(ABOUT THIS EXERCISE): Exactly reproduce the lines beginning with the line that includes "[point] every instance of the dark" and ending with the last line of the data.

(INFORMATION GIVEN):

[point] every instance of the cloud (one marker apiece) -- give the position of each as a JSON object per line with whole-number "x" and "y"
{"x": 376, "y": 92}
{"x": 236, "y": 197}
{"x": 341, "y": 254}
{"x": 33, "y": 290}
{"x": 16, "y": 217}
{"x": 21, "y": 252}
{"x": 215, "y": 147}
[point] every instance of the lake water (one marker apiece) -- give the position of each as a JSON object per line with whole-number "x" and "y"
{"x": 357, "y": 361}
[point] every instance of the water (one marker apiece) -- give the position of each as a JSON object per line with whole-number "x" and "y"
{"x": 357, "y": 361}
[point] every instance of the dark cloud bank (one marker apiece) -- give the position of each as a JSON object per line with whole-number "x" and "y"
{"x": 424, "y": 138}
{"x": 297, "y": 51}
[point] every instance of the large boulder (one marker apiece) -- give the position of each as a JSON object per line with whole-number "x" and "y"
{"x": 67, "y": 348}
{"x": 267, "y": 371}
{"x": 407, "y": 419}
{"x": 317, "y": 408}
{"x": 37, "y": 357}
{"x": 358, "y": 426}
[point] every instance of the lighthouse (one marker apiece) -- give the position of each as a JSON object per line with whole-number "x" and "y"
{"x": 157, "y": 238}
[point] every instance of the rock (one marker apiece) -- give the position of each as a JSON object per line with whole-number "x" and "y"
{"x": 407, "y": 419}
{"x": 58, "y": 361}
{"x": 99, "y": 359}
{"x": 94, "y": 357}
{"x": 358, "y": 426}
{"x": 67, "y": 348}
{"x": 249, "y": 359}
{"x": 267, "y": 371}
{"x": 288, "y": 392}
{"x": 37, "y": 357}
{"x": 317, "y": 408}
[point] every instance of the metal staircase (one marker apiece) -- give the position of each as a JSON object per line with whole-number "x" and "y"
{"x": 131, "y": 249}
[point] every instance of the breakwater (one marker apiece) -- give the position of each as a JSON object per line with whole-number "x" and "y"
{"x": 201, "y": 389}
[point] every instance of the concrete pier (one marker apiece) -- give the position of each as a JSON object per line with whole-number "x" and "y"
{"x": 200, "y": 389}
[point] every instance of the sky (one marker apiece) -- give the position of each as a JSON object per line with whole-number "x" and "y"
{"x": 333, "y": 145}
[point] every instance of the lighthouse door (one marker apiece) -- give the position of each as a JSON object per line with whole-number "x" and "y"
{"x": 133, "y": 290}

(SOLUTION FOR THIS TASK):
[point] every instance of the dark cloud bank (one marker apiece) -- give the position of each as a JSON object per line with whole-number "x" and "y"
{"x": 424, "y": 138}
{"x": 297, "y": 51}
[point] every instance of the large boulder (one marker apiece) -- give the position of each as a JSON object per line with whole-number "x" and "y"
{"x": 67, "y": 348}
{"x": 267, "y": 371}
{"x": 407, "y": 419}
{"x": 317, "y": 408}
{"x": 37, "y": 357}
{"x": 358, "y": 426}
[point] every instance of the lighthouse (one marker apiece) -- give the position of each as a JSON object per line with whole-number "x" and "y"
{"x": 157, "y": 238}
[point] every instance of the rock (one marker apiece) -- give the position of each as a JSON object per line with whole-number "x" and "y"
{"x": 407, "y": 419}
{"x": 58, "y": 361}
{"x": 99, "y": 359}
{"x": 94, "y": 357}
{"x": 358, "y": 426}
{"x": 67, "y": 348}
{"x": 249, "y": 359}
{"x": 267, "y": 371}
{"x": 288, "y": 392}
{"x": 37, "y": 357}
{"x": 317, "y": 408}
[point] every instance of the metal staircase (one marker apiece) -- give the position of each as a JSON object per line with whole-number "x" and "y"
{"x": 131, "y": 249}
[point] every instance of the breakwater (one marker apiece) -- give the position of each as a JSON object per line with whole-number "x" and "y"
{"x": 201, "y": 389}
[point] every instance of the concrete pier (one marker apiece) -- give the position of each as a JSON object per line with whole-number "x" and "y"
{"x": 200, "y": 389}
[point] every instance of the sky (one marker apiece) -- give the position of each as a JSON object per line with whole-number "x" and "y"
{"x": 333, "y": 145}
[point] every instance of the lighthouse door (one marker apiece) -- give the position of each as a JSON object per line with whole-number "x" and "y"
{"x": 133, "y": 290}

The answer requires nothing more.